KURZE ÜBUNG A »
Gib aus den Einträgen weiter unten alles von der Zeile mit "Put a marker on each instance of the belt" bis hinunter zur Zeile mit "[(112, 120)]" unverändert wieder, beide Zeilen eingeschlossen.

2. Mit deren oberen Methode speichere ich ja das gesamte Objekt mit all seinen Referenzen ab. Gibt es eine Methode, die mir hilft nur das wegzuspeichern, was sich wirklich in der Objektstruktur verändert hat, anstatt alles komplett wegzuspeichern? Ich habe von sowas mal gelesen und es soll in "Java Algorythm" beschrieben werden.


----------



## fastjack (14. Jan 2011)

zu 1: Inwieweit es sinnvoll ist, zu einem Objekt mehrere Dateien zu schreiben, weis ich nicht. Du kannst aber die Methoden, die letztendlich die De/Serialisierung übernehmen überschreiben und Deine eigenen Serialisierungen vornehmen.

zu 2: Bei der Serialisierung wird ja der ganze Objektzustand gespeichert, um ihn dann in einem frischen System wieder komplett herstellen zu können. Wenn Du nur Änderungen der Zustände speichern willst, dann Änderungen zu was, zu Zustand 1, 2, 3 oder 15? Wenn Du nur "schlankere" Dateien erzeugen willst, dann geht es wie bei 1)


----------



## Rudolf (14. Jan 2011)

Was heißt hier Zustände? Ich will keine ganzen Zustände wegspeichern, sondern nur Änderungen wegspeichern, die wirklich gemacht worden sind. Wenn keine Datei existiert, soll die ganze Objektstruktur abgespeichert werden. Wenn eine Datei existiert und ein Zustand der Objektstruktur bereits weggespeichert wude, und eine Änderung in der Objektstruktur gemacht wurde, soll nur der Teil der Änderung in der Datei verändert bzw aktualisiert werden und der Rest nicht.

Ok das mit der Aufteilung macht wirklich keinen Sinn. Daher streichen wir den Punkt. Hätte mich nur interessiert welche Punkte dafür und welche dagegen sprechen. Wenn jdm dazu noch was Sinnvolles auffällt, kann er bitte mal ein paar Gedanken zu geben, aber ansonsten lasst uns lieber auf diesen Aufteilungsmechanismus aus Punkt 2 beschränken.


----------



## Rudolf (16. Jan 2011)

Ok nochmal der Versuch.

KURZE ÜBUNG B »
Übernimm aus dem Auszug zur Serialisierung wortgetreu alles von "zu 1: Inwieweit" bis hinunter zu "es wie bei 1)".

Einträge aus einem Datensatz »
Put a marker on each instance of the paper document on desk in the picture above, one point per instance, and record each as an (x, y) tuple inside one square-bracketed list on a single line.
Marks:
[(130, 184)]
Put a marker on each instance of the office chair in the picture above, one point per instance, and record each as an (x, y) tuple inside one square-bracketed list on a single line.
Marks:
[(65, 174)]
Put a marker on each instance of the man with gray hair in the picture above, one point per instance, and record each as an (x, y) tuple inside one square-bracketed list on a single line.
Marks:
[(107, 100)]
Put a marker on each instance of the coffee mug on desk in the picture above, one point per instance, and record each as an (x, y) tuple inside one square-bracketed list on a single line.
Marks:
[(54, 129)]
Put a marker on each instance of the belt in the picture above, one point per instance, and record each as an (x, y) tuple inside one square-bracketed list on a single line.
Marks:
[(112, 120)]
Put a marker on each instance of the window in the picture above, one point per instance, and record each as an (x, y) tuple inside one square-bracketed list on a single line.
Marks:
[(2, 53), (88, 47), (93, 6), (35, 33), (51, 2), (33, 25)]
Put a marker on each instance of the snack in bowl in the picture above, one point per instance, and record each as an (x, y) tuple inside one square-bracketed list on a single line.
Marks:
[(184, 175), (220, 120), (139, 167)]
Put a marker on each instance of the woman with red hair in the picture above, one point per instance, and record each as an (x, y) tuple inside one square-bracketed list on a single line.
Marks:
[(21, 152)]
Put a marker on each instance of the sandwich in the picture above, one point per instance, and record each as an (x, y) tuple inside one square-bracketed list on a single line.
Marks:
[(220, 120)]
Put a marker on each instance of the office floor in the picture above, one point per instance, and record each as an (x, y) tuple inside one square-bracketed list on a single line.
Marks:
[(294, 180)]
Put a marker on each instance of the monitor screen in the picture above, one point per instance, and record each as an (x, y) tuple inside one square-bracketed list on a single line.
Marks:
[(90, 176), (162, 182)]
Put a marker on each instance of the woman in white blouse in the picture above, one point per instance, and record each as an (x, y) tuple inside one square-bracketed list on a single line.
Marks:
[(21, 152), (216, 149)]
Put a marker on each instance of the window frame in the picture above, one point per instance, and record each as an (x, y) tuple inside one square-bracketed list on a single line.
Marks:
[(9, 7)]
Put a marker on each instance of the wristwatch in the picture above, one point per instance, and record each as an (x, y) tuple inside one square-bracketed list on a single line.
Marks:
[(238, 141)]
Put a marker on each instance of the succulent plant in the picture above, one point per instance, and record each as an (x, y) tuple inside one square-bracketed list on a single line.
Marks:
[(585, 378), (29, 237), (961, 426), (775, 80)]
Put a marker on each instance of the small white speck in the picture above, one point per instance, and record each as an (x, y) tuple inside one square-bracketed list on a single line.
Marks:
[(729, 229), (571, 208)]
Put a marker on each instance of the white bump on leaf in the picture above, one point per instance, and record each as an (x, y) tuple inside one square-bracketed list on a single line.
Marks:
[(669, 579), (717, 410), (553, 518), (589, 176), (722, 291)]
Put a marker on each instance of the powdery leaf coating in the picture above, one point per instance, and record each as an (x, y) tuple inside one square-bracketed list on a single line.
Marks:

ERGEBNIS DER AUFGABE A »
Put a marker on each instance of the belt in the picture above, one point per instance, and record each as an (x, y) tuple inside one square-bracketed list on a single line.
Marks:
[(112, 120)]

ERGEBNIS DER AUFGABE B »
zu 1: Inwieweit es sinnvoll ist, zu einem Objekt mehrere Dateien zu schreiben, weis ich nicht. Du kannst aber die Methoden, die letztendlich die De/Serialisierung übernehmen überschreiben und Deine eigenen Serialisierungen vornehmen.

zu 2: Bei der Serialisierung wird ja der ganze Objektzustand gespeichert, um ihn dann in einem frischen System wieder komplett herstellen zu können. Wenn Du nur Änderungen der Zustände speichern willst, dann Änderungen zu was, zu Zustand 1, 2, 3 oder 15? Wenn Du nur "schlankere" Dateien erzeugen willst, dann geht es wie bei 1)